-- EXTRACTED TEXT --
========================================================================

The Shakespeare Conference: SHK 12.2863  Wednesday, 19 December 2001

From:           Sophie Masson <This email address is being protected from spambots. You need JavaScript enabled to view it.>
Date:           Wednesday 19 Dec 2001 03:11:49 +1100
Subject:        Iago's Evil

I have read with interest people's contributions re Othello and Iago.
The thing that interests me above all is--why would we need explanations
for Iago's evil? Evil of that kind rarely has an adequate explanation.
Some people--very rare indeed, but still real--simply seem to act that
way, for no apparent reason or motive, unless you except power from it.
But even then it is a power that is often not even seen to be exercised.
Its only reward is the thrill of knowing one is doing wrong, of
fulfilling an evil nature.

========================================================================

[Coordinate annotation entries]
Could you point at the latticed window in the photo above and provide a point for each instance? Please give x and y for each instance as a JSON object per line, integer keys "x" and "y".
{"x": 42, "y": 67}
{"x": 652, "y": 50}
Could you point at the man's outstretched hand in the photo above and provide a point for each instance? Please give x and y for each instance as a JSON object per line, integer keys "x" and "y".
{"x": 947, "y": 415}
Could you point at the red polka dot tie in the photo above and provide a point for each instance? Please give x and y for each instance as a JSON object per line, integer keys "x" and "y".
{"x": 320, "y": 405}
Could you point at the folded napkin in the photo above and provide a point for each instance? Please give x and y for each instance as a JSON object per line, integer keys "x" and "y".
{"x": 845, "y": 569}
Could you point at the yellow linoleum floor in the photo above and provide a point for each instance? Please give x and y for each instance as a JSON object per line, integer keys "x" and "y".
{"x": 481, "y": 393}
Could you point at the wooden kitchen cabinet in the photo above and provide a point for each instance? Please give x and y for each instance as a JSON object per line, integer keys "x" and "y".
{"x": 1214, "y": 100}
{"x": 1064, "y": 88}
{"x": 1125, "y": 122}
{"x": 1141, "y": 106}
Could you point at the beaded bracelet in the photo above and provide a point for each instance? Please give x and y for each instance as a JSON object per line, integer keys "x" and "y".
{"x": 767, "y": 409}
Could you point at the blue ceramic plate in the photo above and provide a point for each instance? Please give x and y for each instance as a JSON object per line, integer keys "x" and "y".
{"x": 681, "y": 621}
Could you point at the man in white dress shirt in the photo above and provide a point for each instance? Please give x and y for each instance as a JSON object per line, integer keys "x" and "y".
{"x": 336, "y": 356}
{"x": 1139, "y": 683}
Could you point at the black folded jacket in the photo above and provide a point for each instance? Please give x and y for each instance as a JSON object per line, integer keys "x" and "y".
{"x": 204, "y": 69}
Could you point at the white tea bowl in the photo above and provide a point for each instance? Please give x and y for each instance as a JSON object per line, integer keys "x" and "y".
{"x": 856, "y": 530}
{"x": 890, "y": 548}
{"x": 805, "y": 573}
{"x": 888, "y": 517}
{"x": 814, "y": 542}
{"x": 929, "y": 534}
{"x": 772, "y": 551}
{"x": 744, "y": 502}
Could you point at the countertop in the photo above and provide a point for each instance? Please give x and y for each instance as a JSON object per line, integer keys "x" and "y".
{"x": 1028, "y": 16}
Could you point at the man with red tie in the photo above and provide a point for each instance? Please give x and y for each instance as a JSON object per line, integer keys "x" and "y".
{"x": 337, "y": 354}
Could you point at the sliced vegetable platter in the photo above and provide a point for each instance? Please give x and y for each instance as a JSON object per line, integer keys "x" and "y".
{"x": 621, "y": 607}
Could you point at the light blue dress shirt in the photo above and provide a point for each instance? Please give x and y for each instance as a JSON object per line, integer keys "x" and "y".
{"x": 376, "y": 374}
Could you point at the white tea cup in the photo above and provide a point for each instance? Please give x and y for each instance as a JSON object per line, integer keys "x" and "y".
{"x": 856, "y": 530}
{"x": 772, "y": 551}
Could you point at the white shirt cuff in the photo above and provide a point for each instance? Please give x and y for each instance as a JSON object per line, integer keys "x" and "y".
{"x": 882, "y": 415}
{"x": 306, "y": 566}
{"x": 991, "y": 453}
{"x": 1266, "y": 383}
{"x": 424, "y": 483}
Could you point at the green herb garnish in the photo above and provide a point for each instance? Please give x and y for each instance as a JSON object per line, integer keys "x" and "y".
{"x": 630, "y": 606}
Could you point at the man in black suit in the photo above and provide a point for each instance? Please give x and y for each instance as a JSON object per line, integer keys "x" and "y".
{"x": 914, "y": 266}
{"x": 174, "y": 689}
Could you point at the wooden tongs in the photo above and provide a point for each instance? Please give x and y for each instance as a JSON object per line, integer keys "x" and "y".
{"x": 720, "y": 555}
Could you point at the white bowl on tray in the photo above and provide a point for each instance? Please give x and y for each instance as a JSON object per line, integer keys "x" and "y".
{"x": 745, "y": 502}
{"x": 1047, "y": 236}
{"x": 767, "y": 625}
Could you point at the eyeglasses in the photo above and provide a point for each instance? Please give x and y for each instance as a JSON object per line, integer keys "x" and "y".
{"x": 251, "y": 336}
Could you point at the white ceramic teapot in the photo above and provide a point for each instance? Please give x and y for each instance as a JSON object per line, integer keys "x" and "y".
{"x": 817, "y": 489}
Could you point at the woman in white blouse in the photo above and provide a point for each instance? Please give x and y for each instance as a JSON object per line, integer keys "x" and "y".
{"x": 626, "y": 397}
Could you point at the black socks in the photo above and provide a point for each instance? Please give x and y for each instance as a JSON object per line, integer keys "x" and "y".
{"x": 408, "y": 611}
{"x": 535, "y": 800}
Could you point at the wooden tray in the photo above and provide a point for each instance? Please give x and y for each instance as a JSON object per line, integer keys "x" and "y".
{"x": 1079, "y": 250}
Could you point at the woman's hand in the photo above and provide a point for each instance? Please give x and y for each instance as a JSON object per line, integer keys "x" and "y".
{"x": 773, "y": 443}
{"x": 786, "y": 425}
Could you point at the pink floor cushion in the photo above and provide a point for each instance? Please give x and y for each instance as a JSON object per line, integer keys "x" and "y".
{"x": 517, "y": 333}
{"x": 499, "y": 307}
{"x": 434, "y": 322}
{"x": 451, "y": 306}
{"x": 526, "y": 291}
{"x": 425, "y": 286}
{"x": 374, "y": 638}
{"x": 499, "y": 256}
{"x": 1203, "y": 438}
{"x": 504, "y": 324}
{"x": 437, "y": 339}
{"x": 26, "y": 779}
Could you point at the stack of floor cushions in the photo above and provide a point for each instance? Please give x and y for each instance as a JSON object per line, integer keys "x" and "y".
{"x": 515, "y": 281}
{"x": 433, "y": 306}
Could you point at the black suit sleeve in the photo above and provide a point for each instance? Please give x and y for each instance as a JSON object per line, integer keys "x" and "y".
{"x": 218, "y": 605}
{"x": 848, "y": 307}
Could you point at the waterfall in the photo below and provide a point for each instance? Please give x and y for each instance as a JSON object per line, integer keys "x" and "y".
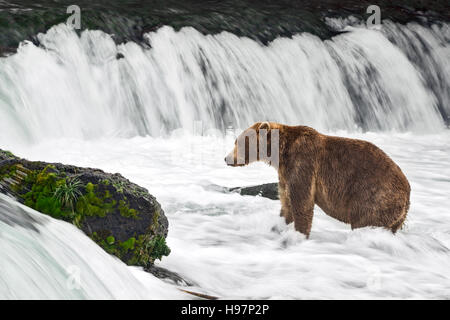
{"x": 45, "y": 258}
{"x": 394, "y": 78}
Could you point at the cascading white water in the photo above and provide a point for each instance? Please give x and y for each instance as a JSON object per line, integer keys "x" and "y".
{"x": 46, "y": 258}
{"x": 75, "y": 87}
{"x": 57, "y": 98}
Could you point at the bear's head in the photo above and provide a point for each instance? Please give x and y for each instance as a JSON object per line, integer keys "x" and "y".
{"x": 260, "y": 142}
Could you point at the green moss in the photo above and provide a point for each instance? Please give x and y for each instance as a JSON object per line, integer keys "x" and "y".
{"x": 110, "y": 240}
{"x": 41, "y": 196}
{"x": 125, "y": 210}
{"x": 93, "y": 200}
{"x": 7, "y": 153}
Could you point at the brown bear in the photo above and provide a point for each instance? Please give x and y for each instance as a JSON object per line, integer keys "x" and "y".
{"x": 351, "y": 180}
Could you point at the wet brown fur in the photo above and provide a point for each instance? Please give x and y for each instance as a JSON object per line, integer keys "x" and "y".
{"x": 351, "y": 180}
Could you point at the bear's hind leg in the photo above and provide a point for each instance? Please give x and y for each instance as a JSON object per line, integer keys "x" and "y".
{"x": 285, "y": 211}
{"x": 302, "y": 205}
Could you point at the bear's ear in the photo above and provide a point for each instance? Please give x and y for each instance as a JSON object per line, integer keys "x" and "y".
{"x": 264, "y": 125}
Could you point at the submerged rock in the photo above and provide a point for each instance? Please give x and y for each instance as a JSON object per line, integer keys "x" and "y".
{"x": 122, "y": 217}
{"x": 267, "y": 190}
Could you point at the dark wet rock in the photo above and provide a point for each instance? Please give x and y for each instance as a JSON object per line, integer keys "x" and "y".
{"x": 165, "y": 274}
{"x": 122, "y": 217}
{"x": 267, "y": 190}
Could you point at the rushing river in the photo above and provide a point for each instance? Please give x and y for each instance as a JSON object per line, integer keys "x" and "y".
{"x": 158, "y": 114}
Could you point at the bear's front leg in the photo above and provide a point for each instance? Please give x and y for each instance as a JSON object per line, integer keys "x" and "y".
{"x": 286, "y": 210}
{"x": 301, "y": 199}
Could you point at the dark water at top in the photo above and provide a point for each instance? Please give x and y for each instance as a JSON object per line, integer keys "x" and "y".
{"x": 261, "y": 20}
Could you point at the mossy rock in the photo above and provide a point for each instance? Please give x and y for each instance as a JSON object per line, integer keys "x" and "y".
{"x": 122, "y": 217}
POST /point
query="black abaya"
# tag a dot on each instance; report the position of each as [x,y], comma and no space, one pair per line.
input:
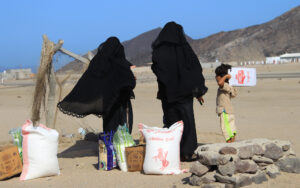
[179,77]
[105,88]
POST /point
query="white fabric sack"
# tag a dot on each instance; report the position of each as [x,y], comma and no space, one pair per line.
[162,149]
[242,76]
[121,140]
[40,145]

========================================================================

-- AIM --
Write what comes next in the post on Iago's evil, picking up after its final sentence. The rows were drawn from a different source than the post on Iago's evil.

-- IN RESPONSE --
Some of Shakespeare's portraits of evil seem to be the evil committed by
people because of greed, or lust, or power--such for instance as
Macbeth.  Such evil is quantifiable in a way, explainable, able to be
analysed. We can see where people 'went wrong'. Iago is troubling
because he appears motiveless. But that is because that is his
function--destruction. In the same way, some real people seem to have
precisely that kind of functional, no-fuss, yet surreal kind of evil
within them. They exist to do evil, if the circumstances are right. If
they're not, then they just stay unremarkable, that's all. In
suspension, as it were. A far more chilling prospect than any
explainable evil..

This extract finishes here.